For each statement below, say yes or no depending on whether it agrees with the text on BDCs, and quote the words of the text that decide it.
1. BDCs were set up by Congress under the Small Business Incentive Act of 1980.
2. Allied Capital was sold to Ares Capital Management for $10 a share.
3. Medley Capital rose more than 20% over the past 52 weeks.

■ **Text to read**:
<<<<

BDCs were established by Congress as part of the Small Business Incentive Act of 1980. Created specifically to finance privately held companies in the U.S., BDCs were set up as tax pass-through entities. While there is no double taxation on dividends, at least 90% of gross annual income must be distributed to shareholders. And at least 90% of gross annual income must come from dividends, interest and realized capital gains from the BDC's investment portfolio. That investment portfolio must also be diversified.
Despite all of these restrictions, or perhaps because of them, BDCs were devastated by the Great Recession.
The most egregious case was that of Allied Capital, which came under attack from hedge-fund manager David Einhorn. His book, Fooling Some of the People All the Time, details his campaign to alert the investing public to the dubious business practices of Allied Capital, especially in its accounting shop. The stock price of Allied Capital plunged, and it was sold to Ares Capital Management for $5 a share in 2010.
Since BDCs finance smaller entities, adverse economic conditions hit them hard; larger firms are more resilient because of their access to more resources. A BDC will never be a lender that is "too big to fail." Allied Capital was the oldest and, at times, the biggest BDC -- and it still went down. (Rightfully so, thanks to the efforts of Einhorn, who profited handsomely from his short position on the stock.) The entire sector was dragged down during the Great Recession.
Today, BDCs have recovered strongly and should continue to prosper if the American economic recovery endures.
The investment community is bullish. Over the last year, Prospect Capital is up more than 20%. Over the same time period, Ares Capital has risen over 14%. Medley Capital has jumped more than 13% over the past 52 weeks.
What creates a substantial total return for these BDCs is a high dividend income stream that is protected by law.

>>>>

[Data records]
<<<<

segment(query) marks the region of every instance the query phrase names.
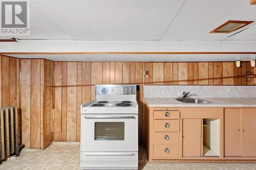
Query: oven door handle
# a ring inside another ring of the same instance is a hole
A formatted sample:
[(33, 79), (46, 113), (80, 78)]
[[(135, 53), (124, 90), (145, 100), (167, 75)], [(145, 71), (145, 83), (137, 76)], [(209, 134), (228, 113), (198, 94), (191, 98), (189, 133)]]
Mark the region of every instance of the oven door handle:
[(135, 116), (84, 116), (86, 119), (130, 119), (130, 118), (136, 118)]
[(134, 156), (134, 153), (86, 153), (87, 156)]

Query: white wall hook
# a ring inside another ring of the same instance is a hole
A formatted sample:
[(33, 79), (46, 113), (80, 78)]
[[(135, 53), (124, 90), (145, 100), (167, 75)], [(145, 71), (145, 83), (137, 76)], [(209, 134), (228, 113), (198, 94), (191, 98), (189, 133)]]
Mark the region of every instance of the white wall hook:
[(255, 60), (239, 60), (236, 62), (236, 64), (237, 65), (237, 67), (240, 67), (241, 66), (241, 61), (250, 61), (251, 62), (251, 66), (252, 67), (255, 67)]

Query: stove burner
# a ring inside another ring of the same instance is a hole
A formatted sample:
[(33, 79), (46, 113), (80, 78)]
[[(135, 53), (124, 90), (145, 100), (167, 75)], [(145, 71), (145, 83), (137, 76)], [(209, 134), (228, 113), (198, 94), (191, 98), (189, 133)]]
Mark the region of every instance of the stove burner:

>>>>

■ **Output**:
1. Yes: "BDCs were established by Congress as part of the Small Business Incentive Act of 1980."
2. No: "it was sold to Ares Capital Management for $5 a share in 2010."
3. No: "Medley Capital has jumped more than 13% over the past 52 weeks."